Print every line of the material below without changing anything.
start
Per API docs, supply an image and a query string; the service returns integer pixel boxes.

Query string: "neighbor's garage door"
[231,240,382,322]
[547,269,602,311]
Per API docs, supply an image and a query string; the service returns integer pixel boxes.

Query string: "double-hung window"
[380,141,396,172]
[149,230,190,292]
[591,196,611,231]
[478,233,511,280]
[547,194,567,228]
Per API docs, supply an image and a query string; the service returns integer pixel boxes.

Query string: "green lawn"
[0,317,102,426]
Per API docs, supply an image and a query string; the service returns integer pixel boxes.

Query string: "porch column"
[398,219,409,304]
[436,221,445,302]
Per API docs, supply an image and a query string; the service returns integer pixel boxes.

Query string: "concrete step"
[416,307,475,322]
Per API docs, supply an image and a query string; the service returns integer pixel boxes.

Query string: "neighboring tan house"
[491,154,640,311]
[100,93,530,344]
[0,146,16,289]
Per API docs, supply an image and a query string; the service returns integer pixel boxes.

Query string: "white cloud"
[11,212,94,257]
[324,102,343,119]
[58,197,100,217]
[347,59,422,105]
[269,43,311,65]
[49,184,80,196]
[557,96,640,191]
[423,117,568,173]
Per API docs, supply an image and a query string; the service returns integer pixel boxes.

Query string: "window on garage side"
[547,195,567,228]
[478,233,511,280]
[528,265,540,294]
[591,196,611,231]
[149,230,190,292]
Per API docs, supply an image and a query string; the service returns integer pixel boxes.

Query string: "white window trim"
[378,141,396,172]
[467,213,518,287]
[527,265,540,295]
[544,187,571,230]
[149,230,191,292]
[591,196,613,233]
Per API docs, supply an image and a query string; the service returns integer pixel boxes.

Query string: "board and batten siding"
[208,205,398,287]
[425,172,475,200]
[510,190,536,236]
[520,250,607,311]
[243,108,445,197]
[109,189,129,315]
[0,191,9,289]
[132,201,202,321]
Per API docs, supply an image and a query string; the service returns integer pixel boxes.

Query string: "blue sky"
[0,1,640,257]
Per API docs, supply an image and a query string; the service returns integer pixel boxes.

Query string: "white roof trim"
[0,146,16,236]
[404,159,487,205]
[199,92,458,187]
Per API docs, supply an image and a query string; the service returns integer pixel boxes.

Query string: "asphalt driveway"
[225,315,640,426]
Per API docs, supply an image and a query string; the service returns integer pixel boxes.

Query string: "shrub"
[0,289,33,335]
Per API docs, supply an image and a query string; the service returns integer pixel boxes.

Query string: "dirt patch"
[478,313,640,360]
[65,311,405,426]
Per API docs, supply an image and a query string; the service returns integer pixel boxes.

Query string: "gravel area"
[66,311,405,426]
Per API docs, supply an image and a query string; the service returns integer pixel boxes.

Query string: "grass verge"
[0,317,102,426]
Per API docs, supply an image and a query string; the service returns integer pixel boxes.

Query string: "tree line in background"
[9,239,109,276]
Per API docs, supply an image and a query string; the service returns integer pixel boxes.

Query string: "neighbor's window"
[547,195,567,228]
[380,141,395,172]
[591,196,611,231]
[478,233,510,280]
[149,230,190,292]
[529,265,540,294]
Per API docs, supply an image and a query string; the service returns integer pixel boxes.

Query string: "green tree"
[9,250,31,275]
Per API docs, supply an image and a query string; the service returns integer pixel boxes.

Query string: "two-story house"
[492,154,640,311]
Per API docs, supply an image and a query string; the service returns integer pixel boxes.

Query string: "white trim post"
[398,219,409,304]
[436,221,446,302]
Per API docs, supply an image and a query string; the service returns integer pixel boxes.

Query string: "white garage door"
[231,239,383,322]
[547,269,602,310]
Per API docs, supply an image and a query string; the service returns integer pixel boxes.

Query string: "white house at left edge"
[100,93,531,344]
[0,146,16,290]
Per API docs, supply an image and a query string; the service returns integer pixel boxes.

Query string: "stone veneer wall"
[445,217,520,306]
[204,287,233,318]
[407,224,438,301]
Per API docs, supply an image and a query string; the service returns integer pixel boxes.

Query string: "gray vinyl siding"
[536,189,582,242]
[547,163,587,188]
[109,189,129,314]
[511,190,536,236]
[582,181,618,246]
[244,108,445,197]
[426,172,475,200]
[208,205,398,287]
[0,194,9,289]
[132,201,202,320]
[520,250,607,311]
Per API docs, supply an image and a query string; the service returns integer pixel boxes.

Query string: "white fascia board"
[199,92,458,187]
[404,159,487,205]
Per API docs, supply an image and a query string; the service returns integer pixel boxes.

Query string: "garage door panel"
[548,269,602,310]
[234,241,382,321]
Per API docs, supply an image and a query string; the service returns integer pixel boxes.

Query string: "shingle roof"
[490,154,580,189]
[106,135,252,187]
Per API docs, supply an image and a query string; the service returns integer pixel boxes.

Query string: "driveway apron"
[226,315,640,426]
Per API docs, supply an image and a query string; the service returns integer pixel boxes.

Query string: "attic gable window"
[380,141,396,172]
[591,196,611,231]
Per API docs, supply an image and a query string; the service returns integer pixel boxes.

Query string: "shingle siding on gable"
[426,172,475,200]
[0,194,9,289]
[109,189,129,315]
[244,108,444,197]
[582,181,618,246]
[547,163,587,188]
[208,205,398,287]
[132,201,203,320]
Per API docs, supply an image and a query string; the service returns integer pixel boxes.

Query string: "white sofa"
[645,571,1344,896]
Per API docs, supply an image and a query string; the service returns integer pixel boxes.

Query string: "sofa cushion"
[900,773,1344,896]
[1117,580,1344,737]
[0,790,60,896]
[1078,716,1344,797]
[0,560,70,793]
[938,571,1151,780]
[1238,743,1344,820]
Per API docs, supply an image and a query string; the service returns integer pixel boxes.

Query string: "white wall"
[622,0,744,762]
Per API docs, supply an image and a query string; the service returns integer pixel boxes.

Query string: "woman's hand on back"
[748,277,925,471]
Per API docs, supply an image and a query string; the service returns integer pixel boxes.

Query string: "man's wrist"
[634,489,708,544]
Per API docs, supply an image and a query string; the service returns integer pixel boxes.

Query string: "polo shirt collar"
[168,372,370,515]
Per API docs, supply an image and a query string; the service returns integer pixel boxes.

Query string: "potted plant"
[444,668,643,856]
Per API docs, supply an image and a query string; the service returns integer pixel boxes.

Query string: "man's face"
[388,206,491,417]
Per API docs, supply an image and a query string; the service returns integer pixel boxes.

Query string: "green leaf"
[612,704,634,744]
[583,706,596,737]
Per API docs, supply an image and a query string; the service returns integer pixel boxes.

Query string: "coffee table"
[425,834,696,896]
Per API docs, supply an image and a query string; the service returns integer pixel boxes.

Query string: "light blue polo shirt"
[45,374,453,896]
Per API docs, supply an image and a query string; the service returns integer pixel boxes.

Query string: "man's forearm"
end
Solution to this task
Per API docs, supply an image and a query string; the service returns integer pixel boxes.

Query string: "neighbor's garage door"
[231,240,382,322]
[547,269,602,311]
Per API docs, supply an image and a query string; the service returns integer pixel boxes.

Query string: "double-hung window"
[380,141,396,172]
[149,230,190,292]
[591,196,611,231]
[478,233,511,280]
[547,194,567,228]
Per API docs, supply an image and a query string; the service returns integer pixel boxes.

Query string: "green lawn"
[0,317,102,426]
Per API docs, supply an image and a query string; the service returns integer pixel boxes.

Query string: "porch column"
[398,219,409,304]
[436,221,445,302]
Per API docs, supply an image and a query string; the service returns integer pixel boxes.

Query string: "concrete step"
[416,307,475,322]
Per API docs, supply an image and a query string; the service returns integer pixel boxes.

Query string: "neighboring tan house"
[491,154,640,311]
[100,93,530,344]
[0,146,16,289]
Per API docs, supply an image and a query string; the service returns integer pixel boxes.

Query string: "white cloud"
[11,212,94,257]
[324,102,343,119]
[58,197,100,217]
[347,59,422,105]
[269,43,311,65]
[49,184,80,196]
[557,96,640,191]
[423,117,568,173]
Per API docs, supply an image and a query string; the service returns integer pixel boxes.

Query string: "window on garage side"
[547,195,567,228]
[478,233,511,280]
[528,265,540,294]
[591,196,611,231]
[149,230,190,292]
Per API docs, supply an image and a query string; the service returns integer pixel boxes.

Query string: "white window trim"
[378,141,396,172]
[467,213,518,287]
[527,265,540,295]
[544,187,571,230]
[149,230,191,292]
[591,196,613,233]
Per API docs, supply an image and a query string; the service returns integer pixel boxes.

Query string: "board and batten siding"
[208,205,398,287]
[425,172,475,200]
[510,190,536,236]
[520,250,607,311]
[243,108,445,197]
[109,189,129,315]
[0,191,9,289]
[132,201,202,321]
Per API docs, supply an image and a query string; the service returns integer pixel boxes.

Query string: "blue sky"
[0,1,640,257]
Per API docs, supply an image and a query string; the service returns integer pixel boxes.

Query string: "white roof trim"
[0,146,16,236]
[404,159,487,205]
[199,92,458,187]
Per API docs, supply an image and a query string; the service returns integer pixel boxes.

Query string: "asphalt driveway"
[225,315,640,426]
Per API docs, supply an image and a query string; the service returns integer pixel boxes.

Query string: "shrub"
[0,289,33,335]
Per API docs, supply an image and a query string; the service returns integer pixel boxes.

Query string: "dirt patch"
[478,313,640,360]
[65,311,405,426]
Per API docs, supply an image and a query string; the service returns integer pixel boxes.

Query string: "gravel area"
[66,311,405,426]
Per API docs, supply an image and a query string; the service returns integer pixel boxes.

Query string: "grass verge"
[0,317,102,426]
Per API docs, supply an image and a query string; the service returns integer pixel boxes.

Query string: "tree line in background"
[9,239,109,276]
Per API docs, supply an image and a query string; the service returns integer pixel boxes.

Query string: "neighbor's window"
[547,195,567,228]
[380,141,395,172]
[591,196,611,231]
[478,233,510,280]
[149,230,190,292]
[529,265,540,294]
Per API docs, supply an image and a query string; the service returns integer pixel boxes.

Query string: "green tree"
[9,250,31,275]
Per API docs, supply an image and a query string; the service returns integer pixel boxes.

Query string: "two-story house"
[492,154,640,311]
Per API docs, supply an image and a query string; the service returns integer pixel boxes.

Query string: "white trim post"
[398,219,409,304]
[436,221,446,302]
Per API docs, supply an image and a query string; the service returns integer pixel boxes.

Query string: "white garage door"
[231,239,383,322]
[547,269,602,310]
Per API docs, supply an image and a query string; the service returns integer pixel boxes.

Query string: "white house at left edge"
[100,93,531,344]
[0,146,16,290]
Per API docs, supply an image and a query string; the service returns integer pixel boxes.

Query string: "stone veneer wall"
[445,217,520,306]
[204,287,233,318]
[407,224,438,301]
Per API docs, supply an image and a query string; the service returns integer pixel boxes.

Query string: "gray vinyl siding"
[536,189,582,242]
[547,163,587,188]
[109,189,129,314]
[511,190,536,236]
[582,181,618,246]
[244,108,445,197]
[426,172,475,200]
[208,205,398,287]
[0,194,9,289]
[132,201,202,320]
[520,250,607,311]
Per API docs, supply an image and a query string; the service returns integer pixel boxes.

Query string: "white fascia board"
[199,92,458,187]
[404,159,487,205]
Per API docs, supply an image and a query string; the service returns integer pixel boxes.

Query string: "garage door panel"
[548,269,602,310]
[234,241,382,321]
Per API docs, supply an image and a query string; the service returns integer pixel boxes.

Query string: "shingle roof"
[490,154,580,189]
[106,135,252,187]
Per API docs, supply an image and a query string; the service returns integer pixel boxes.

Query string: "driveway apron"
[226,315,640,426]
Per API docs, supply an image and a query string; the service returns integer pixel boxes.

Query string: "attic gable window"
[380,141,396,172]
[591,196,611,231]
Per API docs, supply an image and a query string; the service returns integer pixel boxes.

Query string: "shingle siding on gable"
[426,172,475,200]
[0,194,9,289]
[109,189,129,315]
[244,108,444,197]
[582,181,618,246]
[547,163,587,188]
[208,205,398,287]
[132,201,203,320]
Per API docs, supply an image and a query string; the service returns integer pixel boxes.

Query string: "white sofa"
[645,571,1344,896]
Per API docs, supply an image and a query string; the service returns integer pixel boxes.

Query string: "sofa cushion"
[900,773,1344,896]
[1117,580,1344,737]
[0,790,60,896]
[1078,716,1344,797]
[0,560,70,793]
[938,571,1151,780]
[1238,743,1344,820]
Per API docs, supply an image and a query string; the service returns integer pixel boxes.

Query string: "white wall"
[622,0,744,762]
Per API docs, supply an image and a query string; the service returns integer pixel boxes.

Query string: "woman's hand on back"
[748,277,925,471]
Per API docs, supply an image and a query string; the service returns integer pixel boxes.

Query string: "man's wrist"
[634,489,708,544]
Per API docs, supply an image and a query string; the service returns integer pixel boxes.

Query string: "polo shirt collar"
[168,372,370,515]
Per API docs, supply an image and a query string; the service returns integer pixel boxes.

Query string: "potted plant"
[444,668,643,856]
Per API docs, supply an image and a query string; the service returns integer pixel boxes.

Query string: "man's face"
[388,206,491,417]
Per API docs, supply an image and a query string; the service returns integer pixel boxes.

Query string: "green leaf"
[612,704,634,744]
[583,706,596,737]
Per API docs, supply an image and a query string; the service returns integer pixel boxes.

Query string: "coffee table"
[425,834,696,896]
Per API docs, supply an image and a query string; the service returns integer pixel boxes.

Query string: "light blue polo shirt"
[45,374,453,896]
Per API docs, supply an image and a query string; the service returns integer pixel boxes.

Query string: "man's forearm"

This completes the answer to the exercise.